- [TASK PROMPT]
Count how many lines of the items below contain the string "stripe". Case matters, and your reply should be only that number.

- [EXCERPTED DATA]
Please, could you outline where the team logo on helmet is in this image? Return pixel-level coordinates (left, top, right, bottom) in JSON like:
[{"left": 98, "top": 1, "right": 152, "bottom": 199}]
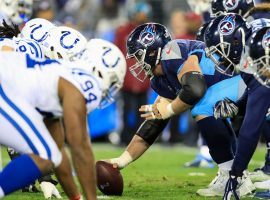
[
  {"left": 223, "top": 0, "right": 239, "bottom": 11},
  {"left": 262, "top": 29, "right": 270, "bottom": 49},
  {"left": 218, "top": 15, "right": 235, "bottom": 35},
  {"left": 139, "top": 24, "right": 156, "bottom": 46}
]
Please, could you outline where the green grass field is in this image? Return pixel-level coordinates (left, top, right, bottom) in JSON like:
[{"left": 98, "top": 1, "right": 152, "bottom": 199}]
[{"left": 0, "top": 144, "right": 265, "bottom": 200}]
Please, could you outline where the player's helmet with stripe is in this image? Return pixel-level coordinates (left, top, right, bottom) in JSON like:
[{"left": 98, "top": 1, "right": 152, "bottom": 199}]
[
  {"left": 196, "top": 21, "right": 211, "bottom": 42},
  {"left": 241, "top": 27, "right": 270, "bottom": 88},
  {"left": 21, "top": 18, "right": 56, "bottom": 44},
  {"left": 127, "top": 23, "right": 171, "bottom": 82},
  {"left": 204, "top": 13, "right": 251, "bottom": 76},
  {"left": 71, "top": 39, "right": 127, "bottom": 108},
  {"left": 42, "top": 26, "right": 87, "bottom": 60},
  {"left": 0, "top": 0, "right": 33, "bottom": 24},
  {"left": 211, "top": 0, "right": 254, "bottom": 17}
]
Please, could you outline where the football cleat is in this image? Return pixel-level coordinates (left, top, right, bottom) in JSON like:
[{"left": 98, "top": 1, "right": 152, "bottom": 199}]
[
  {"left": 184, "top": 154, "right": 215, "bottom": 168},
  {"left": 197, "top": 170, "right": 255, "bottom": 197},
  {"left": 196, "top": 170, "right": 229, "bottom": 197}
]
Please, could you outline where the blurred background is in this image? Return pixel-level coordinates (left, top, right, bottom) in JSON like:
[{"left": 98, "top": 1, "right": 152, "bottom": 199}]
[{"left": 32, "top": 0, "right": 202, "bottom": 146}]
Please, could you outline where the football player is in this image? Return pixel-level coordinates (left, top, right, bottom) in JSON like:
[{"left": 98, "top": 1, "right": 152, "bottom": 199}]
[
  {"left": 0, "top": 37, "right": 126, "bottom": 199},
  {"left": 212, "top": 0, "right": 270, "bottom": 184},
  {"left": 106, "top": 23, "right": 254, "bottom": 196},
  {"left": 205, "top": 14, "right": 270, "bottom": 199}
]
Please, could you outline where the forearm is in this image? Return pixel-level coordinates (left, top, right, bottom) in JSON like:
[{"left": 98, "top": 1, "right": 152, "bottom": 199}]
[
  {"left": 110, "top": 120, "right": 169, "bottom": 169},
  {"left": 55, "top": 148, "right": 80, "bottom": 199},
  {"left": 171, "top": 97, "right": 191, "bottom": 115},
  {"left": 71, "top": 141, "right": 96, "bottom": 200}
]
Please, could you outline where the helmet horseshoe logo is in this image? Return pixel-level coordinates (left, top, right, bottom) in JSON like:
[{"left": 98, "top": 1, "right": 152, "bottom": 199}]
[
  {"left": 60, "top": 31, "right": 80, "bottom": 49},
  {"left": 262, "top": 29, "right": 270, "bottom": 49},
  {"left": 223, "top": 0, "right": 239, "bottom": 11},
  {"left": 218, "top": 15, "right": 235, "bottom": 35},
  {"left": 139, "top": 24, "right": 156, "bottom": 47},
  {"left": 30, "top": 24, "right": 48, "bottom": 42}
]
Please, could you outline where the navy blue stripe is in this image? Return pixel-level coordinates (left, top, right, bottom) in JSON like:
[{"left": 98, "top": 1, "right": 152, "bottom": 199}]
[
  {"left": 0, "top": 85, "right": 51, "bottom": 159},
  {"left": 0, "top": 108, "right": 38, "bottom": 155}
]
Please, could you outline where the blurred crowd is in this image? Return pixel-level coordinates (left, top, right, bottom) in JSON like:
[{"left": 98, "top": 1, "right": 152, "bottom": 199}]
[{"left": 33, "top": 0, "right": 202, "bottom": 145}]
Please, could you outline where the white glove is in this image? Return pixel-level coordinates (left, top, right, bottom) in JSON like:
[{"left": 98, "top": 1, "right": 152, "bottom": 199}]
[
  {"left": 139, "top": 98, "right": 175, "bottom": 120},
  {"left": 40, "top": 181, "right": 62, "bottom": 199},
  {"left": 214, "top": 98, "right": 238, "bottom": 119}
]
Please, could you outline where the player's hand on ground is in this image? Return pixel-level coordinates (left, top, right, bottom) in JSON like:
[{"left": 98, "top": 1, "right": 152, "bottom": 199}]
[
  {"left": 103, "top": 158, "right": 126, "bottom": 170},
  {"left": 214, "top": 98, "right": 238, "bottom": 119},
  {"left": 139, "top": 98, "right": 174, "bottom": 120},
  {"left": 40, "top": 181, "right": 62, "bottom": 199}
]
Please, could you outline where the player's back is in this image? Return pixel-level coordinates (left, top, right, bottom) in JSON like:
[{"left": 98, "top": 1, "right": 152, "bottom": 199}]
[{"left": 0, "top": 52, "right": 101, "bottom": 117}]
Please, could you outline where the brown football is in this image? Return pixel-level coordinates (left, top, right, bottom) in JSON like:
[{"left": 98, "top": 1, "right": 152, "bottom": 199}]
[{"left": 96, "top": 161, "right": 124, "bottom": 196}]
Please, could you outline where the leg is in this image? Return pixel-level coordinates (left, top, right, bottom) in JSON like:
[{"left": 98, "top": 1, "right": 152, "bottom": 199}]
[{"left": 0, "top": 88, "right": 61, "bottom": 195}]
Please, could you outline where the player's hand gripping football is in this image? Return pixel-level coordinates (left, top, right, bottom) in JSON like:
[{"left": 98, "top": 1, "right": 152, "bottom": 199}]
[
  {"left": 139, "top": 98, "right": 174, "bottom": 120},
  {"left": 214, "top": 98, "right": 238, "bottom": 119}
]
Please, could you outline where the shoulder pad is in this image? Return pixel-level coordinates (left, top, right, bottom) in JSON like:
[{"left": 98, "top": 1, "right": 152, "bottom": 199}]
[{"left": 161, "top": 40, "right": 182, "bottom": 60}]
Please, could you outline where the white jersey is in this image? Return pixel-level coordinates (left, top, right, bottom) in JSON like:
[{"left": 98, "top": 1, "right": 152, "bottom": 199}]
[
  {"left": 0, "top": 11, "right": 11, "bottom": 25},
  {"left": 0, "top": 37, "right": 45, "bottom": 59},
  {"left": 0, "top": 52, "right": 102, "bottom": 117},
  {"left": 239, "top": 18, "right": 270, "bottom": 74}
]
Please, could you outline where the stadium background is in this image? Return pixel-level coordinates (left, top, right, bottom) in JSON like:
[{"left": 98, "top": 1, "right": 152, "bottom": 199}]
[{"left": 32, "top": 0, "right": 202, "bottom": 145}]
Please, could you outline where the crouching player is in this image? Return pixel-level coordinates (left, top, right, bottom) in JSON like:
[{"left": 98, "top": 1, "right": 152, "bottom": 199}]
[
  {"left": 106, "top": 22, "right": 254, "bottom": 196},
  {"left": 0, "top": 38, "right": 126, "bottom": 199}
]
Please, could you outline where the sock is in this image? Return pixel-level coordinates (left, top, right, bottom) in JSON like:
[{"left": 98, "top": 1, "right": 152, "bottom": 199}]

- [REPLY]
2